**Aim:** Please duplicate the items below line for line, without changing a character.

Records from a dataset

====

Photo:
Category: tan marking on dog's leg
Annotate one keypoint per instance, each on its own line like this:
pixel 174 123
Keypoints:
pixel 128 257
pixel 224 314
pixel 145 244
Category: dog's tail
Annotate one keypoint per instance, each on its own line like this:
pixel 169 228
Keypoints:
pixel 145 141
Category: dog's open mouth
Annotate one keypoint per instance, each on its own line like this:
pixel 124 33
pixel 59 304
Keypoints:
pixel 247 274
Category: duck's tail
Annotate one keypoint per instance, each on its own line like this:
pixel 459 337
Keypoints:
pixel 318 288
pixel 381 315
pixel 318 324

====

**Reply:**
Photo:
Category: tan marking on dog's leg
Annotate one keypoint per instance, each on its own line like this:
pixel 174 123
Keypoints:
pixel 128 257
pixel 224 314
pixel 145 244
Category: dog's tail
Annotate one keypoint per instance, each on its own line like this:
pixel 169 228
Keypoints:
pixel 145 141
Category: dog's open mouth
Annotate one keypoint per instance, each on its own line like this:
pixel 124 33
pixel 59 304
Keypoints:
pixel 247 274
Category: duck's tail
Annotate one keypoint per instance, each on its own line like this:
pixel 459 337
Keypoints:
pixel 318 288
pixel 381 315
pixel 318 324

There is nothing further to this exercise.